--- Start of Information provided ---
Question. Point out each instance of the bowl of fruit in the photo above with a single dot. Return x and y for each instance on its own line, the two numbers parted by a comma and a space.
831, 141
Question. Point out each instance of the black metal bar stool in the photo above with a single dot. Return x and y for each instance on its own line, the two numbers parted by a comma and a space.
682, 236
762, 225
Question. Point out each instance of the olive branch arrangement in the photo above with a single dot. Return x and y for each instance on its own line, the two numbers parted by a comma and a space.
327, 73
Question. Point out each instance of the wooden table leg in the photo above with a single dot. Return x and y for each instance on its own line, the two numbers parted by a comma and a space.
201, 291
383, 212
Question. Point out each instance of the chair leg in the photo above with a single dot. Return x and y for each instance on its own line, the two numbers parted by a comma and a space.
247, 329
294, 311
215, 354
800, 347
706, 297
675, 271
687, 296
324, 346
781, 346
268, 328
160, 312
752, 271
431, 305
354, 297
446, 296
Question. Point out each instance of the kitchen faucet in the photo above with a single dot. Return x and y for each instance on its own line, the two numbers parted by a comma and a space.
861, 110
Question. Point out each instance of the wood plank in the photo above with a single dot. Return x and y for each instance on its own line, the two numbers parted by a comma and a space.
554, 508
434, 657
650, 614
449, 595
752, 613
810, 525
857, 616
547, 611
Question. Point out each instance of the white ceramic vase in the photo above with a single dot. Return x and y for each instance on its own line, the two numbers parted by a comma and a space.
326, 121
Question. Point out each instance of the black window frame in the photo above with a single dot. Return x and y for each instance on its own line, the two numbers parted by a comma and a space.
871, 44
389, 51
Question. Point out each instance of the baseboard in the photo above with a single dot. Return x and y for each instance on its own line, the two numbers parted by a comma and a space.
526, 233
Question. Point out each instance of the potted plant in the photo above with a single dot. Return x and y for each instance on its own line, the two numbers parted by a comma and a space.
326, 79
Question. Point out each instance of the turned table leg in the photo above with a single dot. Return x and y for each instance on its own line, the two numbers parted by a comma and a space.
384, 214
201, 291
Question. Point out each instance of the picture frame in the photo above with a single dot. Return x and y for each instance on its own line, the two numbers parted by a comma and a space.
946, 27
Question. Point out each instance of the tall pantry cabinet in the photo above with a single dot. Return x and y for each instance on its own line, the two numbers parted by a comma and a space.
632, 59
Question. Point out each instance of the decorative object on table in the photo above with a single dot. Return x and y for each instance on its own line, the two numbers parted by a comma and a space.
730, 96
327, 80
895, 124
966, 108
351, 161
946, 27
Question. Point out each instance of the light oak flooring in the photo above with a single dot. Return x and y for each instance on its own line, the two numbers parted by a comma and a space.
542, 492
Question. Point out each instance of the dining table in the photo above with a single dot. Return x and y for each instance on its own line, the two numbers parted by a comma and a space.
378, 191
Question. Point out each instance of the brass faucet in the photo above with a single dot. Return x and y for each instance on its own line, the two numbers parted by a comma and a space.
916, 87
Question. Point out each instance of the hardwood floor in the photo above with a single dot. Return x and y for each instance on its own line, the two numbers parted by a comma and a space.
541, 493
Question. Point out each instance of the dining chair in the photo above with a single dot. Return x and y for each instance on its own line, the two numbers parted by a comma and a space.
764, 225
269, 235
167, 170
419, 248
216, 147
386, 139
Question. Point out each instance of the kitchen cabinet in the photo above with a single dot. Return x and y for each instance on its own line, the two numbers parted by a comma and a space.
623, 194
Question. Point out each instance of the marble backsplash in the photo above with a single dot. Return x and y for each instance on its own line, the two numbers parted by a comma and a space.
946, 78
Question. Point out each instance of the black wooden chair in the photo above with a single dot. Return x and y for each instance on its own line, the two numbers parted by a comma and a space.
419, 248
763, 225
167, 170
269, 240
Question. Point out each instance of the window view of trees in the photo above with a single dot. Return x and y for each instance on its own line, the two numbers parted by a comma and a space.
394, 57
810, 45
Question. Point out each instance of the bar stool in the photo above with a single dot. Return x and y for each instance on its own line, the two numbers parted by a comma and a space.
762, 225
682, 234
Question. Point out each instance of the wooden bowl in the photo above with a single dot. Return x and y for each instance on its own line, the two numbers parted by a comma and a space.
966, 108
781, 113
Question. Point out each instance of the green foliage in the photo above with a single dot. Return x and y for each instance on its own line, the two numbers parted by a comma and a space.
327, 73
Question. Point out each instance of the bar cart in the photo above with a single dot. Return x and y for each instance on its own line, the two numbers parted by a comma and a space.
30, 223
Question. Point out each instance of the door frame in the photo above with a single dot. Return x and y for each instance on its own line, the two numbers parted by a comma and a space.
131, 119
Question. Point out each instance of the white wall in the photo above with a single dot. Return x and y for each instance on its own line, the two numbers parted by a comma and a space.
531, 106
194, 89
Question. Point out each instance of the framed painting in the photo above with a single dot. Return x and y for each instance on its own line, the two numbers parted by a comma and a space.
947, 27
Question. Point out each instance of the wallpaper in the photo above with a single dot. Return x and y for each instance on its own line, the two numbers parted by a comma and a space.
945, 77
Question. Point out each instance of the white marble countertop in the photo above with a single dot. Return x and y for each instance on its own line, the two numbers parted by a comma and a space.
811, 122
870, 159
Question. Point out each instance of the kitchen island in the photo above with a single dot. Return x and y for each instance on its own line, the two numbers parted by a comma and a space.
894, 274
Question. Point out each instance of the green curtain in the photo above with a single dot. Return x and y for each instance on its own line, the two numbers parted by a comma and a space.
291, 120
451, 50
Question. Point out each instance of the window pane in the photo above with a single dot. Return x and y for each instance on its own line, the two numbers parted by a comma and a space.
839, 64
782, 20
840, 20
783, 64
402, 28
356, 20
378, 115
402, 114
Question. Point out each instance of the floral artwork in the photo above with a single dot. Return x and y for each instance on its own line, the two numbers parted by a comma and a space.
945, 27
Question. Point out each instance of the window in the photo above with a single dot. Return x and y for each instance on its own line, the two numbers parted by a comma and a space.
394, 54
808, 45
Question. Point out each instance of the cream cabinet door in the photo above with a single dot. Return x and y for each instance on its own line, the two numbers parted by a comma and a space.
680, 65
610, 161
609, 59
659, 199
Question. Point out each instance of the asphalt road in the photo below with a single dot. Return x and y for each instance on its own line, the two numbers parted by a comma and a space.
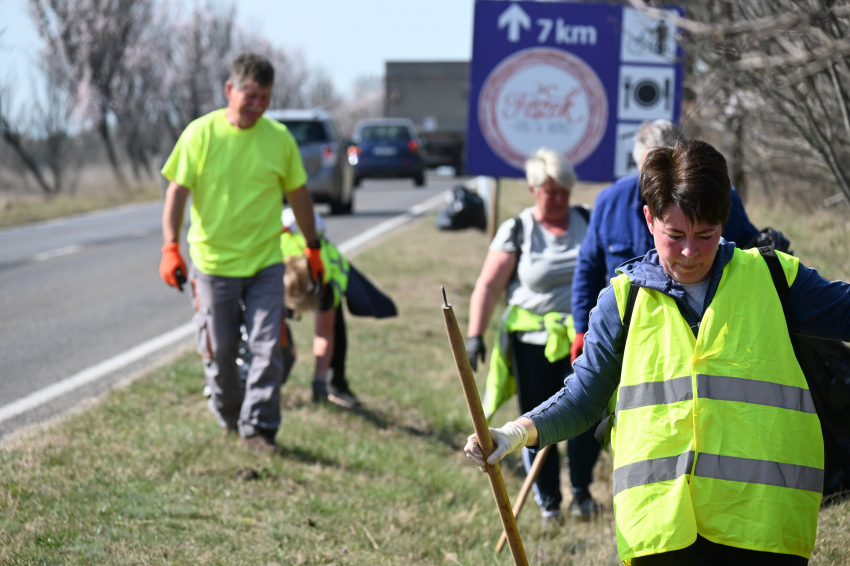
77, 291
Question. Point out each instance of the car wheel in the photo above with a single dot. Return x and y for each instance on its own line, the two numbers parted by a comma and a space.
338, 206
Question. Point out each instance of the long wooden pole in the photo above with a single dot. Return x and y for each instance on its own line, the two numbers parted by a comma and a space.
479, 423
493, 209
523, 492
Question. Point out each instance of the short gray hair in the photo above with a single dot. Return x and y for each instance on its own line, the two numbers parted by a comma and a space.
251, 66
549, 164
660, 133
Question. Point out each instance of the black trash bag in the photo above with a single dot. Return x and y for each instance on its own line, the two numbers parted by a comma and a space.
826, 365
774, 239
464, 210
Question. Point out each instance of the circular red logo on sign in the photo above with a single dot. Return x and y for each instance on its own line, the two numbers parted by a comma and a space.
543, 97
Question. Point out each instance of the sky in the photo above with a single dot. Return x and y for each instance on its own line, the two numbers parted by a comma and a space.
347, 38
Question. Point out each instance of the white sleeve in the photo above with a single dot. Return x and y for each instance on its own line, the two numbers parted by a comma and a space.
504, 241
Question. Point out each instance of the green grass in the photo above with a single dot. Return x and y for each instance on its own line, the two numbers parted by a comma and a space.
145, 477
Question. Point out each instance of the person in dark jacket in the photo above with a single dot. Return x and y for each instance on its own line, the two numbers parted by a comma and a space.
618, 233
717, 449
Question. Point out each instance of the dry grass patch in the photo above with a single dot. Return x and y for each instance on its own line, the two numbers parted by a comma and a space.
145, 477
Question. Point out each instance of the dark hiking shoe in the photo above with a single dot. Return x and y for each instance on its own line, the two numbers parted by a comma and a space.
320, 391
261, 442
583, 506
552, 516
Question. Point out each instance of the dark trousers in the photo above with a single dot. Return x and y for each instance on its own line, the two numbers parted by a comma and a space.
537, 380
340, 348
706, 553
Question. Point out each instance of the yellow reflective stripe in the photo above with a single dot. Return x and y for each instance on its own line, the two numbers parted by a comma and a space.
763, 472
722, 388
652, 471
655, 393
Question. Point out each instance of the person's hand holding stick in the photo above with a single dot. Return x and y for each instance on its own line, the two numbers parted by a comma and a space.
479, 422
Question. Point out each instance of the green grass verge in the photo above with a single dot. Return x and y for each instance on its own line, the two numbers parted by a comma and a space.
145, 477
15, 211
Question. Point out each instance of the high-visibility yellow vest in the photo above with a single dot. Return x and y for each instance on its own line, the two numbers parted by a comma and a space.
717, 434
501, 384
337, 268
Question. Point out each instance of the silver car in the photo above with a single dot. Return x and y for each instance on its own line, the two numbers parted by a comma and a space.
329, 175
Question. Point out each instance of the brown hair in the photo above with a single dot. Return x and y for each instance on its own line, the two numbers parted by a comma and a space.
296, 282
691, 175
251, 66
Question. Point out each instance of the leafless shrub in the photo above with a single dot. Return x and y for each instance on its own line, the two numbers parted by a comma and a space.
92, 38
367, 101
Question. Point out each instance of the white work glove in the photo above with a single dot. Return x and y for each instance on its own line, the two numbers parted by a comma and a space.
505, 440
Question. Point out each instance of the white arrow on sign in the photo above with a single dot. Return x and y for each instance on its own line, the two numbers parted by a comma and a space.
514, 18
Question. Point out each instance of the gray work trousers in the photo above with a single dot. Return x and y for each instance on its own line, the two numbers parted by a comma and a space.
220, 302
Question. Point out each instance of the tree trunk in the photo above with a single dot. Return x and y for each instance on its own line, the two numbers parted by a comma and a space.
103, 130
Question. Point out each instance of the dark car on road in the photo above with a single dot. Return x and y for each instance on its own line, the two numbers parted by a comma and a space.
329, 176
386, 147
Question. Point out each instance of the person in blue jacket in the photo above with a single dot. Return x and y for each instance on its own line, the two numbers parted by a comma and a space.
618, 232
688, 264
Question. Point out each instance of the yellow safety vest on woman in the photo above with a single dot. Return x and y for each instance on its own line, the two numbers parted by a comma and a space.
337, 268
715, 435
501, 383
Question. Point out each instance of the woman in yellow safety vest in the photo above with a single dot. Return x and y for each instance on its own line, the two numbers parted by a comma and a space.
533, 257
717, 448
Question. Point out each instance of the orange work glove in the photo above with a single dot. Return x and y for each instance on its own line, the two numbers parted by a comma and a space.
577, 347
317, 268
172, 268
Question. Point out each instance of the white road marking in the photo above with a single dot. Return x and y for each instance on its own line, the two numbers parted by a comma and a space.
57, 252
95, 372
171, 337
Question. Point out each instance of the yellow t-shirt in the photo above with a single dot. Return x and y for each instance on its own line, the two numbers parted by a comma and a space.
237, 178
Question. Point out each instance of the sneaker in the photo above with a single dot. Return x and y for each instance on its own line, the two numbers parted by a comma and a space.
261, 442
320, 391
583, 506
343, 398
552, 516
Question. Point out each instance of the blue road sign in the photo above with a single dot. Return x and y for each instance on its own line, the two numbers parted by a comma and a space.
577, 78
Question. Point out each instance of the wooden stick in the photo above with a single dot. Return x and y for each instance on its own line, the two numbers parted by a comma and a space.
479, 422
523, 492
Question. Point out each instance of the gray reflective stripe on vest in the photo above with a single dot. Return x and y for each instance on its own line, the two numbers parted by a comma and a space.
721, 388
654, 393
762, 472
651, 471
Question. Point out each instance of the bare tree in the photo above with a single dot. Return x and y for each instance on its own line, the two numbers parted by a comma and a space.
13, 135
92, 38
53, 123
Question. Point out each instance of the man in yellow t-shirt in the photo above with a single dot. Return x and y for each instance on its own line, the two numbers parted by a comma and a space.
237, 166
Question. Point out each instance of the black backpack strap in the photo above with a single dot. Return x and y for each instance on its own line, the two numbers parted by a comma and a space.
583, 210
630, 307
603, 431
517, 237
778, 275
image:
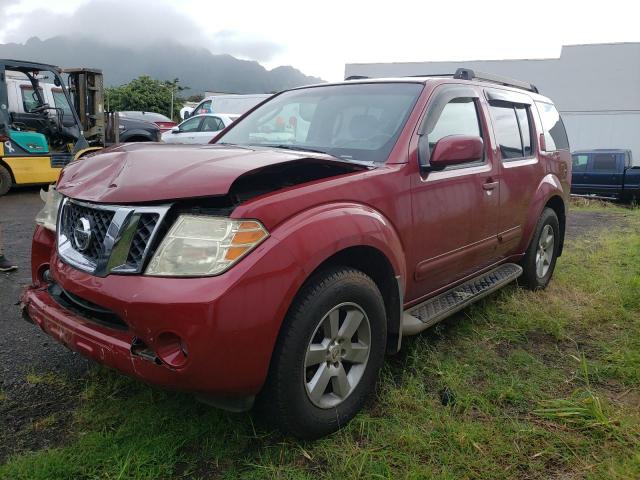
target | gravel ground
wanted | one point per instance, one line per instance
(40, 380)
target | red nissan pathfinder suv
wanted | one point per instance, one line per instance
(281, 262)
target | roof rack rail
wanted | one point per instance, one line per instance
(468, 74)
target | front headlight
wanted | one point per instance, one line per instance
(48, 216)
(201, 245)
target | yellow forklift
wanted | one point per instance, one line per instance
(45, 123)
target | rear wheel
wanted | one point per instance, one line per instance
(5, 180)
(540, 260)
(328, 355)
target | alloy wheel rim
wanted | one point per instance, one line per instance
(544, 253)
(337, 355)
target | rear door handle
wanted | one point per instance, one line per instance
(489, 185)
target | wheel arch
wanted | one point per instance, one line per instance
(548, 195)
(556, 203)
(374, 263)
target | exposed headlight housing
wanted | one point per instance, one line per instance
(198, 246)
(48, 216)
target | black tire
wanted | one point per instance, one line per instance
(531, 278)
(284, 401)
(6, 182)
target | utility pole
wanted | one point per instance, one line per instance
(171, 114)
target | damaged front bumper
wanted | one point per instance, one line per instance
(211, 336)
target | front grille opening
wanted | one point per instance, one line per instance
(87, 310)
(99, 219)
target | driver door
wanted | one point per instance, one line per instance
(456, 209)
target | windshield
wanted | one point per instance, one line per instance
(354, 122)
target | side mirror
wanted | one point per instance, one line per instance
(456, 149)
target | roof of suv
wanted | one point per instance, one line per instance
(486, 80)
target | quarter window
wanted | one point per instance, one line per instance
(555, 136)
(459, 117)
(513, 142)
(525, 129)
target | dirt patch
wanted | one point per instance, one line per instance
(583, 223)
(36, 416)
(32, 415)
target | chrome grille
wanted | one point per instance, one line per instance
(146, 226)
(103, 239)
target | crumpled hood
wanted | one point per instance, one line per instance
(145, 172)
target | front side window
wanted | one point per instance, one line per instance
(29, 98)
(354, 122)
(459, 117)
(604, 162)
(580, 162)
(211, 124)
(555, 135)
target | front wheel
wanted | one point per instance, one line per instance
(540, 260)
(328, 355)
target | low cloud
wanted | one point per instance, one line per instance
(131, 24)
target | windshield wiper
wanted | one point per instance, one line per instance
(287, 146)
(300, 148)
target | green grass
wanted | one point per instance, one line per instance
(544, 385)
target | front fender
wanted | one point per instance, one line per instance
(316, 234)
(549, 187)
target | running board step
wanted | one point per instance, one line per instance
(428, 313)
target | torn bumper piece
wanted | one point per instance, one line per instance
(124, 351)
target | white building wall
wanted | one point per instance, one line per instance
(595, 87)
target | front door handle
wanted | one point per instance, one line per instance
(489, 185)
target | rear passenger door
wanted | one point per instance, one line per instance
(521, 171)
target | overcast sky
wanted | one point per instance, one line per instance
(319, 37)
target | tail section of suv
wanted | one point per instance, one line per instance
(280, 263)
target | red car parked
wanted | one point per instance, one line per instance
(282, 262)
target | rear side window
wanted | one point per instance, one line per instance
(512, 129)
(29, 98)
(211, 124)
(459, 117)
(555, 135)
(604, 162)
(580, 162)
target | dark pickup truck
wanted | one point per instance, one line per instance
(605, 173)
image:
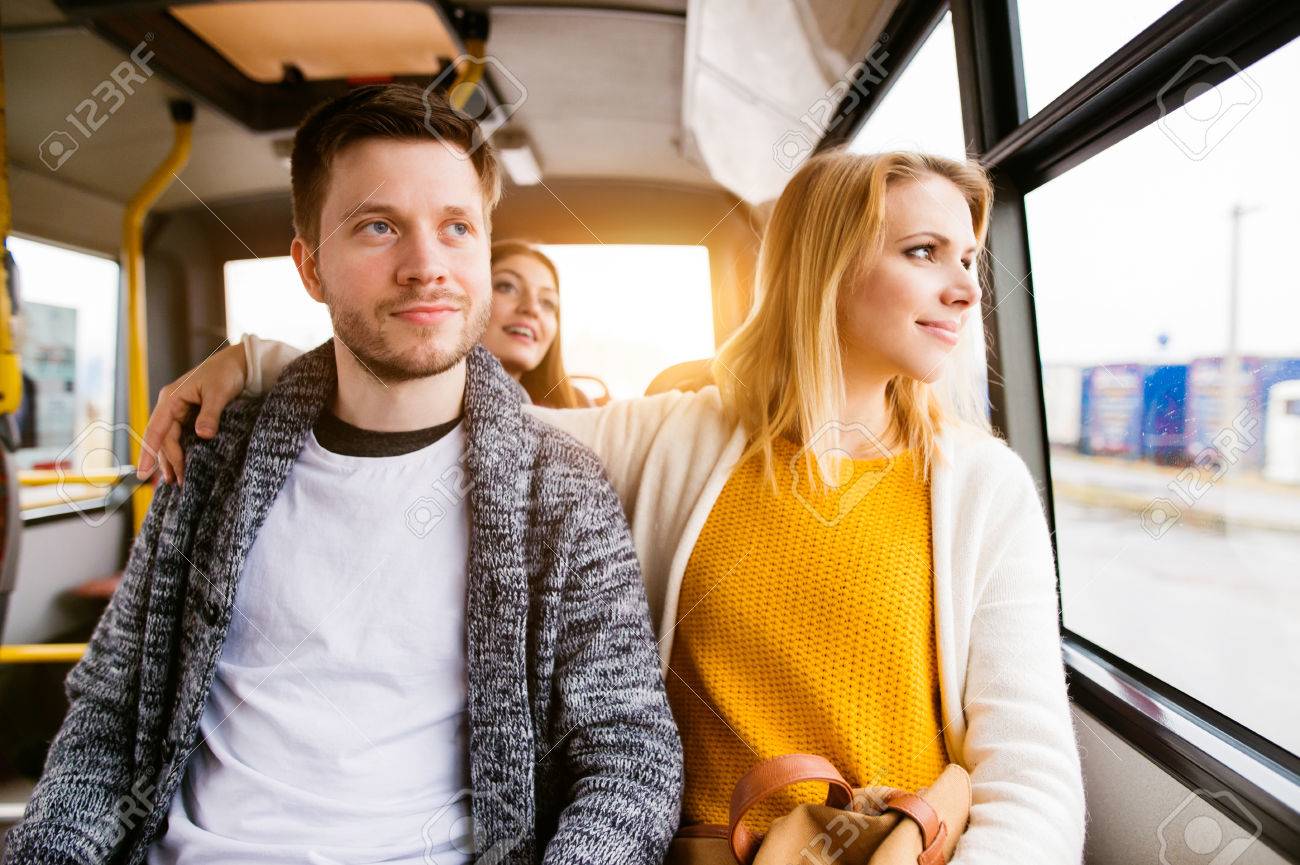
--- End of Information provided ---
Given exercise. Repeat the lines from the one holding "target | front side window" through the end of the records, inclusive, substituting "object" for "target" wherever it appears and leaving everything else unchanged. Omit the pictures from your answer.

Finished task.
object | front side window
wanted | one point per instance, one line per instance
(29, 98)
(354, 122)
(459, 117)
(604, 162)
(580, 162)
(211, 124)
(555, 135)
object | front wheel
wanted | one point per instance, one line per instance
(540, 260)
(328, 355)
object | low cloud
wanted | one point per instance, one line per instance
(131, 24)
object | windshield wiper
wanted | one point per instance, one line per instance
(287, 146)
(300, 148)
object | green grass
wanted | one point per instance, one line per instance
(544, 385)
object | front fender
wanted | one point per instance, one line per instance
(316, 234)
(549, 187)
object | running board step
wanted | one point per instance, one line per instance
(428, 313)
object | torn bumper piece
wanted | one point per instance, one line per instance
(124, 351)
object | white building wall
wanted | one point per instance, one line per instance
(595, 87)
object | front door handle
wanted | one point per instance, one line per instance
(489, 185)
object | rear passenger door
wanted | one point per instance, one line per instance
(521, 171)
object | overcast sky
wanted | one point per instance, one line per instance
(319, 37)
object | tail section of suv
wanted | one point per instance, one line per instance
(280, 263)
object | red car parked
wanted | one point per instance, one line per instance
(282, 262)
object | rear side window
wanted | one point per instance, one line per instance
(512, 129)
(29, 98)
(211, 124)
(459, 117)
(555, 135)
(604, 162)
(580, 162)
object | dark pickup truck
wanted | one point per instance, one line per instance
(605, 173)
image:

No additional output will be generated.